■ TASK STATEMENT ■
Can you rewrite the rows from the line containing "the rendered apartment" through the end of the rows, both ends included, with the requests kept as they are and every answer coordinate multiplied by 0.35 and rounded to a whole number, halves up? Leave the sample coordinates in the requests unchanged, and give back only that part.

** Start **

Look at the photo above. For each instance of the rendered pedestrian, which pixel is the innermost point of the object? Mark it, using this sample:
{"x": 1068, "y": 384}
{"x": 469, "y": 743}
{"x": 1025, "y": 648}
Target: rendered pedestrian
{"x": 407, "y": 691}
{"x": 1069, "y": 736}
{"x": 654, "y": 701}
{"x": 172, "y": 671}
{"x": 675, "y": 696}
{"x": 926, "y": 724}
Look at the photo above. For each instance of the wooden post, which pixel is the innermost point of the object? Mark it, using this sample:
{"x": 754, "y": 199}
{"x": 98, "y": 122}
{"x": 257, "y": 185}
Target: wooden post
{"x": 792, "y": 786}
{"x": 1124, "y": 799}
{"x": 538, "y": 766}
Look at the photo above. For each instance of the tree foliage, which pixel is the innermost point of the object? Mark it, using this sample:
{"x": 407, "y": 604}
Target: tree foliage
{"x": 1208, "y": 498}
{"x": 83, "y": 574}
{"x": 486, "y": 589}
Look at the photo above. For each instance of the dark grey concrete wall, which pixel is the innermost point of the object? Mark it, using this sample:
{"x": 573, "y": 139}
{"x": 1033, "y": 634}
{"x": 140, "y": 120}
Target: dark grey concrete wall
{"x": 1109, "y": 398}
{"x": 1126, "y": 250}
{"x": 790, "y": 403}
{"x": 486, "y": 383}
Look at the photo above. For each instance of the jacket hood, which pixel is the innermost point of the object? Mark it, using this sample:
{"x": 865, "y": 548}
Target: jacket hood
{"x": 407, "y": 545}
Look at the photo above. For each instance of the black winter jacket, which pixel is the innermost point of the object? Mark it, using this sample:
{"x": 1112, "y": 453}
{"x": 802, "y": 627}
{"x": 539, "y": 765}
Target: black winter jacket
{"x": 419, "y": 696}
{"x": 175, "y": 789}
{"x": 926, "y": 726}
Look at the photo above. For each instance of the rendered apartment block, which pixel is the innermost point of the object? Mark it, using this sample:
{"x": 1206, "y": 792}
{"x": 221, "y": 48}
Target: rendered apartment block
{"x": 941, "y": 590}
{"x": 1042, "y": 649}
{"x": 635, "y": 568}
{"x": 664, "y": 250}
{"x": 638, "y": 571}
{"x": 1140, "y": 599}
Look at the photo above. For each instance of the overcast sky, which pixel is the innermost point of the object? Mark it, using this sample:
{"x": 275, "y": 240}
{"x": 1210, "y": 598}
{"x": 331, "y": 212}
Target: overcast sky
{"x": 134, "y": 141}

** End **

■ CORRECT OUTPUT ■
Look at the photo above. For each instance of the rendered apartment block, which pixel is the innermost point of the object? Mark it, using this sample:
{"x": 1206, "y": 792}
{"x": 221, "y": 48}
Target: rendered apartment block
{"x": 329, "y": 207}
{"x": 365, "y": 227}
{"x": 222, "y": 199}
{"x": 232, "y": 88}
{"x": 223, "y": 200}
{"x": 399, "y": 210}
Look at the photo above. For each instance of the overcast sky, which pixel is the innermost point of the object? Mark it, using this sample:
{"x": 275, "y": 240}
{"x": 1210, "y": 598}
{"x": 331, "y": 212}
Target: overcast sky
{"x": 47, "y": 49}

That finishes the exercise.